** start of Source text **

In the ever-evolving world of cryptocurrency, Ethereum has been leading the way for years, opening up the possibilities of decentralised finances and Blockchain technology. It was launched in 2015 by Vitalik Buterin and a team of innovators, picked up popularity quickly, and became the foundation for a new generation of decentralised applications (dApps) and smart contracts. Its rapid expansion saw it peak in 2017 with a shocking 500 per cent boost, setting the stage for it to hit an all-time record of $4,891.70 in November 2021. Despite these achievements, Ethereum has not been able to hold its top spot in a market that is currently dominated by Bitcoin, with emerging rivals like Solana and XRP becoming increasingly popular.
Ethereum’s is currently trading at $2,406.73 as on February 25, 2025, with a 24-hour trading volume of $35.75 billion. The price is down 10.75 per cent over the last 24 hours, while Bitcoin trades at $89,465.19, which is down by 6.50 per cent within the past 24 hours. Its volume in the past 24 hours is 64.76 billion, Coinmarketcap.com reported.
Ethereum, previously a dominant force in the cryptocurrency world, is facing fresh competition.
According to a Coinswitch report titled India’s Crypto Portfolio 2024: How India Invests, Ethereum and Bitcoin continue to dominate investor preferences, developing Blockchain technologies and other cryptocurrencies are reshaping the market. PEPE Coin has drawn a lot of attention and many investors have been captivated by its impressive 1,373 per cent return. Significant progress has also been achieved by XRP. On November 30, 2024, it surpassed $100 billion in market capitalisation and jumped two ranks to take the seventh place. Also, meme currencies like Dogecoin have gained in popularity, with over 8 per cent of investors choosing them as their first choice. On the contrary, Ethereum remains a prominent participant, but the introduction of substitutes such as Solana and PEPE Coin shows that its market dominance is diminishing.
Challenges
Ethereum faces a number of challenges that prevent it from fulfilling its potential, even if it is at the forefront of the Blockchain sector.
One of the most long-standing problems is scalability. The network still has issues processing large numbers of transactions quickly, despite ongoing migration to Ethereum 2.0, which brings with it the proof of stake (PoS) consensus mechanism.

** end of Source text **

» Given instruction 1: Can you reproduce the region labeling entries below verbatim, every line of them?

** start of Rows **

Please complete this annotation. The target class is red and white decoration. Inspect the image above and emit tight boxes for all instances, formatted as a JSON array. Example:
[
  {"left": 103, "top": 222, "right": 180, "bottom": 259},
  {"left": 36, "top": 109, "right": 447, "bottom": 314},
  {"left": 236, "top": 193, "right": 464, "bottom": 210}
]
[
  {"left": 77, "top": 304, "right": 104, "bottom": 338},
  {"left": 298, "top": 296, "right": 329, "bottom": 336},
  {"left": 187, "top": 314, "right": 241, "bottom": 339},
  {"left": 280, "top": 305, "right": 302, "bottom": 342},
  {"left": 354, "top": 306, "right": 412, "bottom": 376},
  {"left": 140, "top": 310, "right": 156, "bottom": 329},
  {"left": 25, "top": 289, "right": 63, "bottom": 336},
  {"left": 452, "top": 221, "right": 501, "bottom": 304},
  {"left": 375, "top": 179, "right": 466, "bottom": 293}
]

** end of Rows **

» Given instruction 2: Could you carry on the article about Ethereum's market position from its last sentence?

» Written answer 1:
Please complete this annotation. The target class is red and white decoration. Inspect the image above and emit tight boxes for all instances, formatted as a JSON array. Example:
[
  {"left": 103, "top": 222, "right": 180, "bottom": 259},
  {"left": 36, "top": 109, "right": 447, "bottom": 314},
  {"left": 236, "top": 193, "right": 464, "bottom": 210}
]
[
  {"left": 77, "top": 304, "right": 104, "bottom": 338},
  {"left": 298, "top": 296, "right": 329, "bottom": 336},
  {"left": 187, "top": 314, "right": 241, "bottom": 339},
  {"left": 280, "top": 305, "right": 302, "bottom": 342},
  {"left": 354, "top": 306, "right": 412, "bottom": 376},
  {"left": 140, "top": 310, "right": 156, "bottom": 329},
  {"left": 25, "top": 289, "right": 63, "bottom": 336},
  {"left": 452, "top": 221, "right": 501, "bottom": 304},
  {"left": 375, "top": 179, "right": 466, "bottom": 293}
]

» Written answer 2:
At present, Ethereum is able to support approximately 15-30 transactions per second which becomes inadequate as the network grows more popular. The scalability issue is even more serious with the growing use of Ethereum, making it difficult for the network to keep up with the ever-growing need for transactions.
High gas fees are still a major concern for Ethereum, since users have to incur those charges while processing transactions or for executing smart contracts on the network. Gas prices are determined by the amount of computational work needed to process transactions, with the gas limit (the amount of work needed) and gas price (the price per unit of work) controlling the overall fee. In heavy traffic periods, like non-fungible token (NFT) sales or busy dApps, gas prices skyrocket, reaching as high as $165 per transaction. This makes Ethereum expensive for small transactions and restricts its wider use.
Gas charges vary with congestion on the network, and increasing demand raises prices. Though Ethereum 2.0 is expected to resolve issues of scalability, high gas costs remain an entry barrier for many. Users may time their transaction during non-peak times via EtherScan’s gas tracker or use Layer 2 solutions. Layer 2 solutions execute transactions off-chain, taking less traffic off the Ethereum main network and keeping fees at a low cost.
With Ethereum still reeling from high gas costs and scalability problems, a fix has been proposed: Layer 2 solutions. These technologies operate on top of the existing Ethereum Blockchain to reduce congestion, reduce fees, and accelerate transaction speeds, without sacrificing decentralisation and security of the network. By executing off-chain or sidechain transactions, Layer 2 solutions take the load off the central network, saving fees and allowing more transactions to be executed in bulk. These solutions are critical to improving Blockchain performance without sacrificing its fundamental principles.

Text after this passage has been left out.